— ARBEITSAUFTRAG 1 —
Entnimm dem Interview den Abschnitt von „Andi: Es muss“ bis einschließlich „positive Dynamik ergeben.“ und gib ihn Wort für Wort wieder.
— ARBEITSAUFTRAG 2 —
Stimmen die folgenden Aussagen mit dem Interview überein? Antworte jeweils mit Ja oder Nein und führe die ausschlaggebenden Worte aus dem Interview wörtlich an.
(a) Laut Andi muss jedem Sportler am 1. Mai klar sein, welche Leistung er für bestimmte Wettbewerbe bringen muss.
(b) Andi meint, wer im November/Dezember noch nicht in Form ist, sollte keine Chance mehr auf einen Kaderplatz haben.
(c) Seit der letzten Saison spürt Andi mehr Druck als früher.
— ARBEITSAUFTRAG 3 —
Beantworte mithilfe des Interviews diese Fragen:
(a) An welchem Tag soll jedem Sportler klar sein, welche Leistung er bringen muss?
(b) Wohin muss man laut Andi gehen, wenn man nicht weiß, wie es beruflich weitergeht?
(c) Aus welchem Team wurde Andi laut Larasch ausgeschlossen?

— DOKUMENTTEXT —
Andi: Es muss für jeden Sportler am 1. Mai eines Jahres, sobald das Training wieder begonnen hat, klar sein, was für eine Leistung er bringen muss, um bei bestimmten Wettbewerben am Start zu stehen. Damit kann jeder Sportler für sich einen klaren Plan verfolgen. Außerdem sollte es Möglichkeiten für einen Auf- und Abstieg während der Saison geben. Jemand der in November/Dezember noch nicht in ausreichender Form ist, sollte trotzdem noch Chancen auf einen Kaderplatz haben, auch wenn er erst in der zweiten Hälfte der Saison sehr gute Ergebnisse erzielt. Der Wettbewerb, der dadurch unter den Sportlern entsteht, sollte eine positive Dynamik ergeben.
Larasch: Als weiteren wesentlichen Grund gibst du an, dass deutlich weniger Druck auf dir lastete. Wie meinst du das?
Andi: Das ist richtig. Generell war es sehr schwierig damit umzugehen, immer nur für ein paar Monate einen sicheren Arbeitsplatz zu haben. Zeiten in denen man nicht weiß, wie es beruflich weitergeht und man zum Jobcenter gehen muss, sind z.B. keine gute Grundlage um den Kopf frei zu haben für den Sport. Seit der letzten Saison spüre ich deutlich weniger Druck, da ich jetzt weiß, dass ich es auch aus eigener Kraft und ohne jegliche Hilfe an die Weltspitze schaffen kann.
Larasch: Nun ergibt sich aus deinem Beispiel das Bild des selbstbestimmten Athleten, der ein sehr hohes Maß an Selbstkenntnis besitzt und dieses spezifische individuelle Wissen für sich auch bestmöglich einzusetzen weiß. Wäre dir dies auch ohne dem Ausschluss aus dem Nationalteam möglich gewesen?

— VORLIEGENDE DATEN —
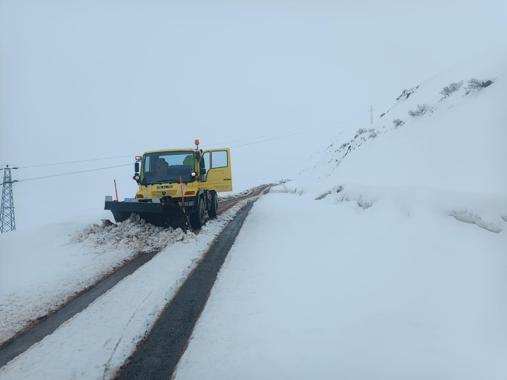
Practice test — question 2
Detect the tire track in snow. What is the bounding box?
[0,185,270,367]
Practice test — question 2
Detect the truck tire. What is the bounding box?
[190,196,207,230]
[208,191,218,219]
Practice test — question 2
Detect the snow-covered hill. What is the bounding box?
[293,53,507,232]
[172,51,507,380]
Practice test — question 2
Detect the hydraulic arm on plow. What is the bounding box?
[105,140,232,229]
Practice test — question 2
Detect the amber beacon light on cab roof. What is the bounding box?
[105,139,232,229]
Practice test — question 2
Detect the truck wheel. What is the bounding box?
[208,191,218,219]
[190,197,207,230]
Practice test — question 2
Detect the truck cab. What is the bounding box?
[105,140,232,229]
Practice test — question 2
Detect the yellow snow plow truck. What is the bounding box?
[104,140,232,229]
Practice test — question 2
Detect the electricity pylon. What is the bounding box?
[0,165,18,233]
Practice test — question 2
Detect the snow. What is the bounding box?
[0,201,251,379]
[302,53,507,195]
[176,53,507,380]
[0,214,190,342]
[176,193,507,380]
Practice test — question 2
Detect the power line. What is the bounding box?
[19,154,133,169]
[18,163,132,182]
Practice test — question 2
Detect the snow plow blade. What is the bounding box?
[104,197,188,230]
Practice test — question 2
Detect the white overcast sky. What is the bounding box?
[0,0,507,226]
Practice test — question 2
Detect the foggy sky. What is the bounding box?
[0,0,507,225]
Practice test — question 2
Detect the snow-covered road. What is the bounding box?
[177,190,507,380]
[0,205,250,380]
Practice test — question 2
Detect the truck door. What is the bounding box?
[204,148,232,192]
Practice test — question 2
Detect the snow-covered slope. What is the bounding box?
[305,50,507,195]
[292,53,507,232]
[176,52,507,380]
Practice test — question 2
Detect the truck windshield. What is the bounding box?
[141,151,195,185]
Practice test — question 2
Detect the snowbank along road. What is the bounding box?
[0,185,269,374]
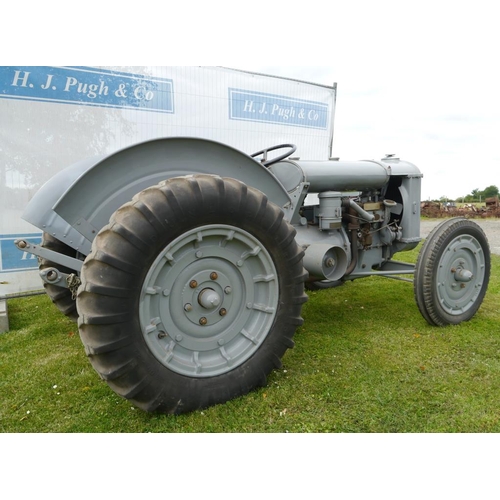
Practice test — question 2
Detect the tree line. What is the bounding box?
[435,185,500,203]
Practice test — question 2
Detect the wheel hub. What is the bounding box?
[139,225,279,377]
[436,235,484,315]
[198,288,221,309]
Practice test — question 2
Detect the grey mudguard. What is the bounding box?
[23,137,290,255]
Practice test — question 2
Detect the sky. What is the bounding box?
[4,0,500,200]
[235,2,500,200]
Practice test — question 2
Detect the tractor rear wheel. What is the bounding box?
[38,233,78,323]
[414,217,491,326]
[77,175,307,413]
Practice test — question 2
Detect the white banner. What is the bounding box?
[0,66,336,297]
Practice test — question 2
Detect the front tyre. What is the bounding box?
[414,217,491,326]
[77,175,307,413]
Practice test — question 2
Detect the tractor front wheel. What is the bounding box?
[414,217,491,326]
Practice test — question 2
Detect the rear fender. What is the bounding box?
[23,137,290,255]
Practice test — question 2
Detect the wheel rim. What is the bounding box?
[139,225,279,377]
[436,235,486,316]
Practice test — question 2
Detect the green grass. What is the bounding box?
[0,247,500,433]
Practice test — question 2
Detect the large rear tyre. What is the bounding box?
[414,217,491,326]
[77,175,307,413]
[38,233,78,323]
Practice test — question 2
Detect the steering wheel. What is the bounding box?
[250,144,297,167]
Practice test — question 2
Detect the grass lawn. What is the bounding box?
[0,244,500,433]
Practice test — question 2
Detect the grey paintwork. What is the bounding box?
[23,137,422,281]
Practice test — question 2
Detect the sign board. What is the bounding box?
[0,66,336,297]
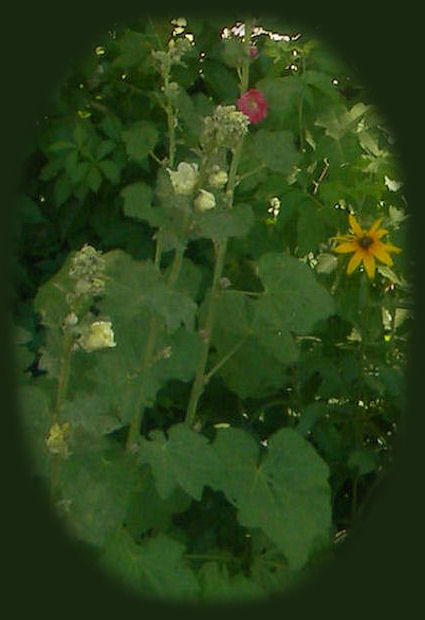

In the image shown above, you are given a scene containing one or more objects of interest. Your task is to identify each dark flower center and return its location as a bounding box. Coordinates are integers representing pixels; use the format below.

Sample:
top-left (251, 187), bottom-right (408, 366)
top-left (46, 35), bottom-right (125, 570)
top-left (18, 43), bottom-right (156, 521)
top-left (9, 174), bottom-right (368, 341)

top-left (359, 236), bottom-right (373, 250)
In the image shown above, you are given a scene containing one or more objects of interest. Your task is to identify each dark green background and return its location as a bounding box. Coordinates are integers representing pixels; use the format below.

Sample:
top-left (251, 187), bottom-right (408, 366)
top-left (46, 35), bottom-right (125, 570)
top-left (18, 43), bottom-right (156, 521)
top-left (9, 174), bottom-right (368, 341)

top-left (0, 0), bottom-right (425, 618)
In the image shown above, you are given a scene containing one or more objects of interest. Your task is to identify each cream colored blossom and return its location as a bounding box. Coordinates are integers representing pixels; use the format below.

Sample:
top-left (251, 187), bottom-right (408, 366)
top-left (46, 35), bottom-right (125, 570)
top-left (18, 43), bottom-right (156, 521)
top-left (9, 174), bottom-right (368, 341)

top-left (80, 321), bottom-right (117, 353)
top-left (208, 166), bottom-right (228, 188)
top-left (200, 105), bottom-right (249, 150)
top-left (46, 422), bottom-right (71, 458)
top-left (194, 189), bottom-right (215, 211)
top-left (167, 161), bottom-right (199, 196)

— ERGEBNIS 1 —
Andi: Es muss für jeden Sportler am 1. Mai eines Jahres, sobald das Training wieder begonnen hat, klar sein, was für eine Leistung er bringen muss, um bei bestimmten Wettbewerben am Start zu stehen. Damit kann jeder Sportler für sich einen klaren Plan verfolgen. Außerdem sollte es Möglichkeiten für einen Auf- und Abstieg während der Saison geben. Jemand der in November/Dezember noch nicht in ausreichender Form ist, sollte trotzdem noch Chancen auf einen Kaderplatz haben, auch wenn er erst in der zweiten Hälfte der Saison sehr gute Ergebnisse erzielt. Der Wettbewerb, der dadurch unter den Sportlern entsteht, sollte eine positive Dynamik ergeben.

— ERGEBNIS 2 —
(a) Ja: „Es muss für jeden Sportler am 1. Mai eines Jahres, sobald das Training wieder begonnen hat, klar sein, was für eine Leistung er bringen muss, um bei bestimmten Wettbewerben am Start zu stehen.“
(b) Nein: „Jemand der in November/Dezember noch nicht in ausreichender Form ist, sollte trotzdem noch Chancen auf einen Kaderplatz haben“
(c) Nein: „Seit der letzten Saison spüre ich deutlich weniger Druck“

— ERGEBNIS 3 —
(a) Am 1. Mai eines Jahres.
(b) Zum Jobcenter.
(c) Aus dem Nationalteam.